# Dataset entries

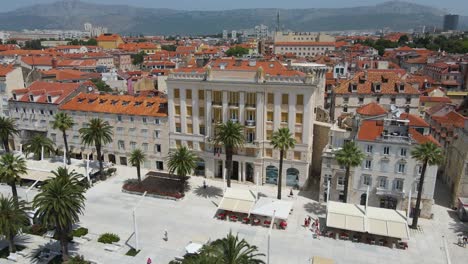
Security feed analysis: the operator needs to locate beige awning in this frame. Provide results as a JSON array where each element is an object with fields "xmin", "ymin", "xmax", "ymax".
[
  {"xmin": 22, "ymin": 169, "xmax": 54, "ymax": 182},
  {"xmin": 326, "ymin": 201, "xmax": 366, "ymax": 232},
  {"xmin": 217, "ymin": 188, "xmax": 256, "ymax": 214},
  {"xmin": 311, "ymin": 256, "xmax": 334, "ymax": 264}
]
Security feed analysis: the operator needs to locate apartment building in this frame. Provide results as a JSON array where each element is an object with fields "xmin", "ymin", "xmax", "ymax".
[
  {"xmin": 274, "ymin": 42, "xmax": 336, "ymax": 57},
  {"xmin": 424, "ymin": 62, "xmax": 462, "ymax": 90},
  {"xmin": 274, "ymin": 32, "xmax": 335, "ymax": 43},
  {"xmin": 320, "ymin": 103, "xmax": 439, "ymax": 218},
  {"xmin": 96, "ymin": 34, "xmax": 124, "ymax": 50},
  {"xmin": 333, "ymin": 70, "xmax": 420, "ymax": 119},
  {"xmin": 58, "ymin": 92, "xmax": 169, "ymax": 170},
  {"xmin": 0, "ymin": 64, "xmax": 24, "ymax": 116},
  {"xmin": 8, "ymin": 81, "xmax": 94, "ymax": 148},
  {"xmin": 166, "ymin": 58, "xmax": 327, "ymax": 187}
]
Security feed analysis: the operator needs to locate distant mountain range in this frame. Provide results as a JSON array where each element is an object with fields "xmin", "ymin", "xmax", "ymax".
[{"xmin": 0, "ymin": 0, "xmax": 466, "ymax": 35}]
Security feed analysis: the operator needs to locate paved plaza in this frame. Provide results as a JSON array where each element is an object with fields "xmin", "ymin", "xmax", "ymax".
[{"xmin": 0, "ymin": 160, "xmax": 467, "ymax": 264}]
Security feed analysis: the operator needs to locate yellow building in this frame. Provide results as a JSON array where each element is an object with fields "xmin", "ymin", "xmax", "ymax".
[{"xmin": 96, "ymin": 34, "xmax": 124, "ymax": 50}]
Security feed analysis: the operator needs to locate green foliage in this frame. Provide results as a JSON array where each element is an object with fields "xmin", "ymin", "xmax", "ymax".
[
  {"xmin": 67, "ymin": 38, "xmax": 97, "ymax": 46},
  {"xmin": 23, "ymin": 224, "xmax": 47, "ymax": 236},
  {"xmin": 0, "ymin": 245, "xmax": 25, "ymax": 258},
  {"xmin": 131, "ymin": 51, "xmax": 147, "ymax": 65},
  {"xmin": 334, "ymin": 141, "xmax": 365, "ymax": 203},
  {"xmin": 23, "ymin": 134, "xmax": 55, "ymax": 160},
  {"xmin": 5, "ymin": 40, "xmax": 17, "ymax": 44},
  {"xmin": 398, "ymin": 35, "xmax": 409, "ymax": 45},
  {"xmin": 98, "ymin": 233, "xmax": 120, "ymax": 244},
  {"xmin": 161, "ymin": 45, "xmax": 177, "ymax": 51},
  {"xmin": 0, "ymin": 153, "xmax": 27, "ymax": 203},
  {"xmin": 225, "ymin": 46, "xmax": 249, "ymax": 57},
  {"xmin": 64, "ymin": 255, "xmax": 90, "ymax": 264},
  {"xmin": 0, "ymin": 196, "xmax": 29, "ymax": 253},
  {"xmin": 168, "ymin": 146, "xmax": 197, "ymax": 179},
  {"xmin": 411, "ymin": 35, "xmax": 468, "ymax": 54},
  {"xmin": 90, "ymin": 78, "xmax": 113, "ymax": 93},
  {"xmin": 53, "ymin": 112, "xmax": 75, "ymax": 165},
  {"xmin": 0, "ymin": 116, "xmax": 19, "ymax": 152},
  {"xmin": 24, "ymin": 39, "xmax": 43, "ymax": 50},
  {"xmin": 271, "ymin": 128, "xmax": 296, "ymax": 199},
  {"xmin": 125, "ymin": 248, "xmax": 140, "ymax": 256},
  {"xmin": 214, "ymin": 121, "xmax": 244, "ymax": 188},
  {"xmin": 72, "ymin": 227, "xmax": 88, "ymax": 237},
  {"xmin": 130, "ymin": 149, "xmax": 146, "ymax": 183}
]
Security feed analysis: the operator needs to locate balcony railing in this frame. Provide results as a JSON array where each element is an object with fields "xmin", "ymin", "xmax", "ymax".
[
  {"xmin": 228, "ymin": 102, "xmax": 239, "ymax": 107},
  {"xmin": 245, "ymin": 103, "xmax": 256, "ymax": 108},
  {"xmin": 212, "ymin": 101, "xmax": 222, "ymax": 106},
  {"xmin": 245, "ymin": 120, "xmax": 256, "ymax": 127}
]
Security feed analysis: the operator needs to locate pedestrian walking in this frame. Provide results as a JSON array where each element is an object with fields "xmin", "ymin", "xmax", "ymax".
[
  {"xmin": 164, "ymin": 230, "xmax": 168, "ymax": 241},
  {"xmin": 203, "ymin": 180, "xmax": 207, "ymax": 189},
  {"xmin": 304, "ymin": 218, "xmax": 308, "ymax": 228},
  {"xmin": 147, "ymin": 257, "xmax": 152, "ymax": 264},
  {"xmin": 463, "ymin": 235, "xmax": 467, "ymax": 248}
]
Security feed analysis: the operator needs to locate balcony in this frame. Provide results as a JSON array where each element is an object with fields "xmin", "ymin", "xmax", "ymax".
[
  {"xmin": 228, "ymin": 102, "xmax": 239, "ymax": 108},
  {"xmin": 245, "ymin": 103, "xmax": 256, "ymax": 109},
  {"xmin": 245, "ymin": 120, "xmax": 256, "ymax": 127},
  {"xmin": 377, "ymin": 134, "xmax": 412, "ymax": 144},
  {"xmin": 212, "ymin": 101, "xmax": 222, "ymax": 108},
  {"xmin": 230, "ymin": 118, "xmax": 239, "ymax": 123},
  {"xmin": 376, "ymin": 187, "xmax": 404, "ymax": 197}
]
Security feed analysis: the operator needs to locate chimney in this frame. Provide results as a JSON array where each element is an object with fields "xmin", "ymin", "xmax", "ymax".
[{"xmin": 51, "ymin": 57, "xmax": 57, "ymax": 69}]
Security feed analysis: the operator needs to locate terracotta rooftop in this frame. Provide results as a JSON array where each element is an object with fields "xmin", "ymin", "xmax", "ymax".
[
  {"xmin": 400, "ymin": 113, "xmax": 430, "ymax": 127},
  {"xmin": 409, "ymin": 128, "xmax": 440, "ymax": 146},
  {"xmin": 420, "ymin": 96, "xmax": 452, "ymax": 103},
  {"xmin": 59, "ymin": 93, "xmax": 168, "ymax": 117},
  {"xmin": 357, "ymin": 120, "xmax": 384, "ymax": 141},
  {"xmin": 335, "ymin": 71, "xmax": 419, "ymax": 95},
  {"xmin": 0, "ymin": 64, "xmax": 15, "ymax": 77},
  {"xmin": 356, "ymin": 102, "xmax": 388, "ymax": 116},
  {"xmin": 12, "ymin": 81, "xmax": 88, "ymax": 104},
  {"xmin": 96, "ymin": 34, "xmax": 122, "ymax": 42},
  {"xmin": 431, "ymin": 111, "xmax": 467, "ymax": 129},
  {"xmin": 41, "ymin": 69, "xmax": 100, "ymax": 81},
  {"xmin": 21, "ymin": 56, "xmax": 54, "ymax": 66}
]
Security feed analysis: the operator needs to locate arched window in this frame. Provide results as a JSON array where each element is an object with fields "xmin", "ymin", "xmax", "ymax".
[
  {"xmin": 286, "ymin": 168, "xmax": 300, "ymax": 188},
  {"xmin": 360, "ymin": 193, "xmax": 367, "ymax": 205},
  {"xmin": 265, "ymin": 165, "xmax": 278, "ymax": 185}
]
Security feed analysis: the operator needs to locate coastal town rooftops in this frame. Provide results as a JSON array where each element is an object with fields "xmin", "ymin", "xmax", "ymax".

# Prompt
Lines from the one containing "Security feed analysis: the operator needs to locate arched" to the last line above, both included: copy these exactly and write nothing else.

# Output for this task
Security feed analysis: the operator needs to locate arched window in this frame. Provide results as a JSON array where each element is an object with fields "xmin", "ymin", "xmax", "ymax".
[
  {"xmin": 286, "ymin": 168, "xmax": 300, "ymax": 188},
  {"xmin": 360, "ymin": 193, "xmax": 367, "ymax": 205},
  {"xmin": 265, "ymin": 165, "xmax": 278, "ymax": 185}
]
Security feed analysis: the operator needs to locate coastal town rooftops in this frame. Provide results as a JSON array where each element is an object with fields "xmin", "ymin", "xmax", "ymax".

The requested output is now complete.